Instructions to follow
Rewrite the material from the line containing "of the conifer" through the line containing "point(83, 181)" as a numbered list, skipping any blank lines.

Data
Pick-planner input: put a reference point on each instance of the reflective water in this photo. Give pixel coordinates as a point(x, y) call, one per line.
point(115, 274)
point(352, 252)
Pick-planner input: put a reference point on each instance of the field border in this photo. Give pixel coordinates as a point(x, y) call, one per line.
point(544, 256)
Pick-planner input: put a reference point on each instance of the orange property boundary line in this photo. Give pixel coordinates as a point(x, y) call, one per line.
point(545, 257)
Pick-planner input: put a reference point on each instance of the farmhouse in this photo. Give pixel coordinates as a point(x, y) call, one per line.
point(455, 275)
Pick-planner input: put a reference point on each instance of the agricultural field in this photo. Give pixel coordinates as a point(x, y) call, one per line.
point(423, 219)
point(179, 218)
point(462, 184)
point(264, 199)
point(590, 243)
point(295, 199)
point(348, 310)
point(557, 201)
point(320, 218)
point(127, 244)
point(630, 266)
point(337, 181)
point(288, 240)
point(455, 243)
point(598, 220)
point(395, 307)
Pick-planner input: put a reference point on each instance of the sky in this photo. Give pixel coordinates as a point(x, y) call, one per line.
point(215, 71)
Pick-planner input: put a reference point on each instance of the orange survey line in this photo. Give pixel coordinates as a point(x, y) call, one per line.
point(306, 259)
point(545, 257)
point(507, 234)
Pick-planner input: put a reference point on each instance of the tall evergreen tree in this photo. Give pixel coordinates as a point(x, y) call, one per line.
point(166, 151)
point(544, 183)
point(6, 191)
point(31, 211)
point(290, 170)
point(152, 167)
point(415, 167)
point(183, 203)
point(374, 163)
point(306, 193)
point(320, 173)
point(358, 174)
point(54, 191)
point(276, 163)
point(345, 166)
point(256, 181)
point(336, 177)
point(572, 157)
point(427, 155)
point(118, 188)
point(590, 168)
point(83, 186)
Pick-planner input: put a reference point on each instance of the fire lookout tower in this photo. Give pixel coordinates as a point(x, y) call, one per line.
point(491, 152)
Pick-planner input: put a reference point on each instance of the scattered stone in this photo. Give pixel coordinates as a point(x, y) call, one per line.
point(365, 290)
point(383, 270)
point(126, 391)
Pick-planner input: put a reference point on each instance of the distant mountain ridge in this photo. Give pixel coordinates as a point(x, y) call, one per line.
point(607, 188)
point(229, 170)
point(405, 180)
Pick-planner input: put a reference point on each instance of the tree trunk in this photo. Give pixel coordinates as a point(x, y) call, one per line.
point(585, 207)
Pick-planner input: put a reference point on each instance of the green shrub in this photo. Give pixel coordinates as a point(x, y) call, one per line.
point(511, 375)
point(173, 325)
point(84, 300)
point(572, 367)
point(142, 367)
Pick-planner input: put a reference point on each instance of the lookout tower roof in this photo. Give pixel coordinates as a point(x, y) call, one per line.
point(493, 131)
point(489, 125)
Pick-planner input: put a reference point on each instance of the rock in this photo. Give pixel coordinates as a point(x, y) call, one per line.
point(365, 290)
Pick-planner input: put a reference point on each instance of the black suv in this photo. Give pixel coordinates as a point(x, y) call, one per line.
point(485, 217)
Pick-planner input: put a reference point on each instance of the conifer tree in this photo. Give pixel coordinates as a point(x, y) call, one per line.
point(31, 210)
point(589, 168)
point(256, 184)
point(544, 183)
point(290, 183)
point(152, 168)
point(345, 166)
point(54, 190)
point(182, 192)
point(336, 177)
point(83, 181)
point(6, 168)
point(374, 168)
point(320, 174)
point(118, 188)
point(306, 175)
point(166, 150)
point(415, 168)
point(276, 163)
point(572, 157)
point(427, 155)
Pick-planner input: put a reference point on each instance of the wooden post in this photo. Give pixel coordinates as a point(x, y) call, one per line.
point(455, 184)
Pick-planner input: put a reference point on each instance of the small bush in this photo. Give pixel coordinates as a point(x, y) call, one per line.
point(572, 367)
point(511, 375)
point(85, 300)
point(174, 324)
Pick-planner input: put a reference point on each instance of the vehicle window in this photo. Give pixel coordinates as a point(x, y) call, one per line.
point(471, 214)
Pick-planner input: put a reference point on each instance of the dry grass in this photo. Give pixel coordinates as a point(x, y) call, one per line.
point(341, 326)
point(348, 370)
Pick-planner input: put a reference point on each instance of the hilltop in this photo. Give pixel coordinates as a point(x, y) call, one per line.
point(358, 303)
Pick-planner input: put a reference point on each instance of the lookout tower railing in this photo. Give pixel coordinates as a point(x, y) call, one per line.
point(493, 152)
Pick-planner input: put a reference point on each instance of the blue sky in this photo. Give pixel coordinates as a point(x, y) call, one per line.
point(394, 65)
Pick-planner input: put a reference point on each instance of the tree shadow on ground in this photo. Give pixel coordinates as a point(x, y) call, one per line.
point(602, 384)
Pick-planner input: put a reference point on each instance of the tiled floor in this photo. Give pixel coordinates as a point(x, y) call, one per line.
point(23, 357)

The completed task
1. Pick-planner input: put a reference point on each instance of the conifer tree in this photo. Give pixel coordinates as a point(x, y) call, one per line.
2. point(31, 210)
3. point(589, 168)
4. point(256, 184)
5. point(544, 183)
6. point(290, 183)
7. point(152, 168)
8. point(345, 166)
9. point(54, 190)
10. point(182, 192)
11. point(336, 177)
12. point(83, 181)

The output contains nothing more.